▸ **DATA SUPPLIED**:
»»
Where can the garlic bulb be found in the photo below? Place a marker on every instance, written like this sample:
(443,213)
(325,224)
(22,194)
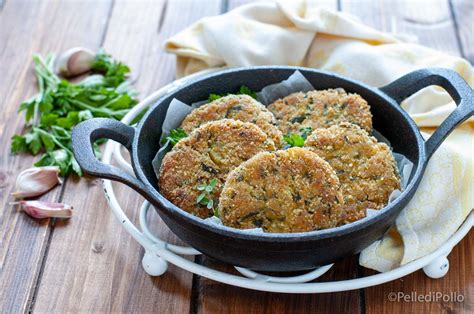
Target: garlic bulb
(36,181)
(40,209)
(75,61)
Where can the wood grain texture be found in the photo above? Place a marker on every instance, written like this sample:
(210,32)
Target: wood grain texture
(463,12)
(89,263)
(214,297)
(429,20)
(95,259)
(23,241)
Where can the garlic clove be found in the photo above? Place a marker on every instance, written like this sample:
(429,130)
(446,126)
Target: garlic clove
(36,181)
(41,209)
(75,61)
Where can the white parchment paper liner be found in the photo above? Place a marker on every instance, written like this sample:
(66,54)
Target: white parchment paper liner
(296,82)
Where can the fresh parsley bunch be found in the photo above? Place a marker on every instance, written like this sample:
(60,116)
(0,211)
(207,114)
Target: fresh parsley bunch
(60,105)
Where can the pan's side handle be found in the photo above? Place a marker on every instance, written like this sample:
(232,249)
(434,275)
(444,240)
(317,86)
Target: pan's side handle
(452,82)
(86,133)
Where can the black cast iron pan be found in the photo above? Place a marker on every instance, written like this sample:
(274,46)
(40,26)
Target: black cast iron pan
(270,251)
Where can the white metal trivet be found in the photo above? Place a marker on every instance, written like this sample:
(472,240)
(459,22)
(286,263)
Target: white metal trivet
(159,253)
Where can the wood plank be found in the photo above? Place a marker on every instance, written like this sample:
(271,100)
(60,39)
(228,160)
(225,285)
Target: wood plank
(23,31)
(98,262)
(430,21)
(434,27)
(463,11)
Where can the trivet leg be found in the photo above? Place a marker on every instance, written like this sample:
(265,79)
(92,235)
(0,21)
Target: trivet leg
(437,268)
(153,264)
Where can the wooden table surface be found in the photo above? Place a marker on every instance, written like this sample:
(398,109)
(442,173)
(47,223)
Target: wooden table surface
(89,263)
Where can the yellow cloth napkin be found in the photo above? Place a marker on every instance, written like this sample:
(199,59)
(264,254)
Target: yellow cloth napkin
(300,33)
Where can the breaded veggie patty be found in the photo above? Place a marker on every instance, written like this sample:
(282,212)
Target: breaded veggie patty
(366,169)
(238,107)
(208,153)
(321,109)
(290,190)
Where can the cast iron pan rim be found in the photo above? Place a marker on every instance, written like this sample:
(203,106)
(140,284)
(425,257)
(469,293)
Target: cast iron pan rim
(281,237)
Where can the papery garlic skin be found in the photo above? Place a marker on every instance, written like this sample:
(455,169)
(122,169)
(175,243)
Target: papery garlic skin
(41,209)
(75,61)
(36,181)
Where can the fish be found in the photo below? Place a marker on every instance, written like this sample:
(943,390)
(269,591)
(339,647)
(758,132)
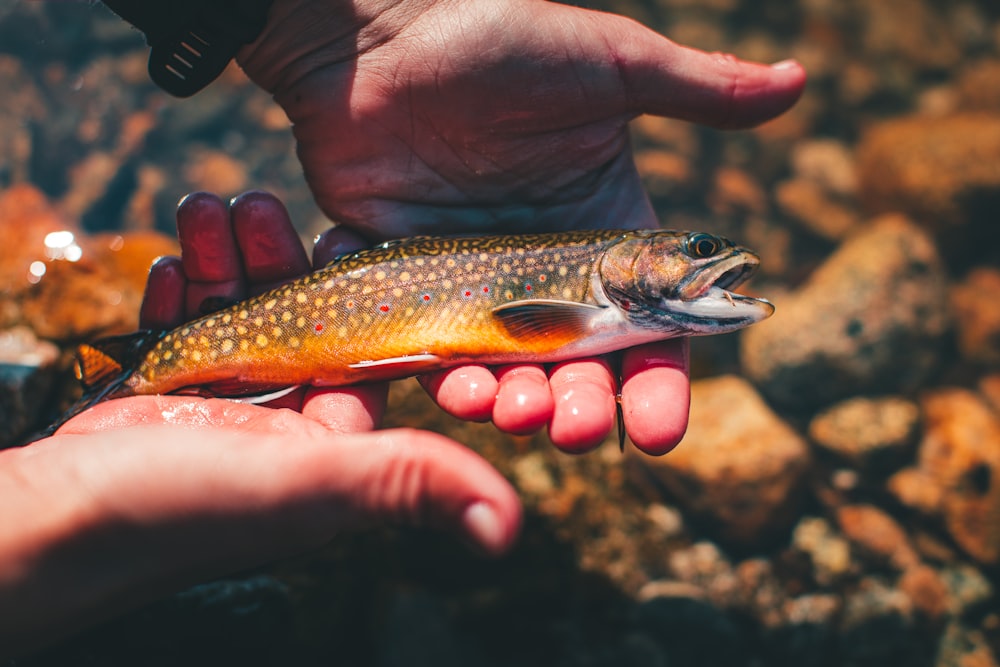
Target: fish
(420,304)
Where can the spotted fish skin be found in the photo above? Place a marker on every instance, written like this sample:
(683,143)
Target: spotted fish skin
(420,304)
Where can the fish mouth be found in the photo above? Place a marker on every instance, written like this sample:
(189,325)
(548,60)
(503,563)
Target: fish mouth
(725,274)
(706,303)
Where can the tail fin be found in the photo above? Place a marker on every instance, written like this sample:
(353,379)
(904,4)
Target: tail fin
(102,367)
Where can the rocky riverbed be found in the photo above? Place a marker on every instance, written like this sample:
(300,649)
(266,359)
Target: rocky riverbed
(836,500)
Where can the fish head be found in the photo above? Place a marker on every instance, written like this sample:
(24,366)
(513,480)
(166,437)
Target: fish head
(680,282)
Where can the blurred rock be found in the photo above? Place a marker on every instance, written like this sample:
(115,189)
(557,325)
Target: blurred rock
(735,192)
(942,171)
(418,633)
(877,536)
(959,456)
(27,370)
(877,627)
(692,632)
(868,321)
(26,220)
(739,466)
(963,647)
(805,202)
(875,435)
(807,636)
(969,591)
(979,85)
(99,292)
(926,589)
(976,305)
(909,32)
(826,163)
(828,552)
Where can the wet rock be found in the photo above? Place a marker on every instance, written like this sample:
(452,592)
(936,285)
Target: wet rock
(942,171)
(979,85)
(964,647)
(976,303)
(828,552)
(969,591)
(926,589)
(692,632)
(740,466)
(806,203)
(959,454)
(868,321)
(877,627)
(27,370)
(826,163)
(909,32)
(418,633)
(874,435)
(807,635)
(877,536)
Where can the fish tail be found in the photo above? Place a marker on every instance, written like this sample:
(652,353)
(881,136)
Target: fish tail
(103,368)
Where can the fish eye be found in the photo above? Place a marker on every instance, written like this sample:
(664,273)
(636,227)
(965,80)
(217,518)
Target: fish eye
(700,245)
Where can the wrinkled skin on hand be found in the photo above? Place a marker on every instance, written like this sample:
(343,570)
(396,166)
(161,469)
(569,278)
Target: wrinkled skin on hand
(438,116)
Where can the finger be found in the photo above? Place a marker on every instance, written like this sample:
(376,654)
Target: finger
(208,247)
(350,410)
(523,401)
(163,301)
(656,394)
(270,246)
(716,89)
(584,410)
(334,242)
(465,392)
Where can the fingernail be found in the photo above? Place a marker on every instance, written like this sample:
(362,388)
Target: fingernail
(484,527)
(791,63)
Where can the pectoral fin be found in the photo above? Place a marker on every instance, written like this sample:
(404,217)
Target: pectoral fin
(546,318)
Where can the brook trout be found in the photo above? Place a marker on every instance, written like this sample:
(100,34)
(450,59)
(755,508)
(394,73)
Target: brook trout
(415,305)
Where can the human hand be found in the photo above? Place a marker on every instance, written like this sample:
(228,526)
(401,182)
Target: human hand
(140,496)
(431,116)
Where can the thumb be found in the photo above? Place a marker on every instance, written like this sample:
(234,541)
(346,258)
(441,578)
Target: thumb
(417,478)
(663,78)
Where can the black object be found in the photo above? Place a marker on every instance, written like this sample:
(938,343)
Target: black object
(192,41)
««
▸ **WHAT YOU HAVE TO DO**: Only lines holding the word "below" are wanted, so copy each of them from the records above.

▸ **TASK ANSWER**:
Where can the garlic bulb be found in the photo below? Place a marker on every instance, written like this sample:
Where can the fish be found in the photo below? Place a marker on every instance, written like this sample:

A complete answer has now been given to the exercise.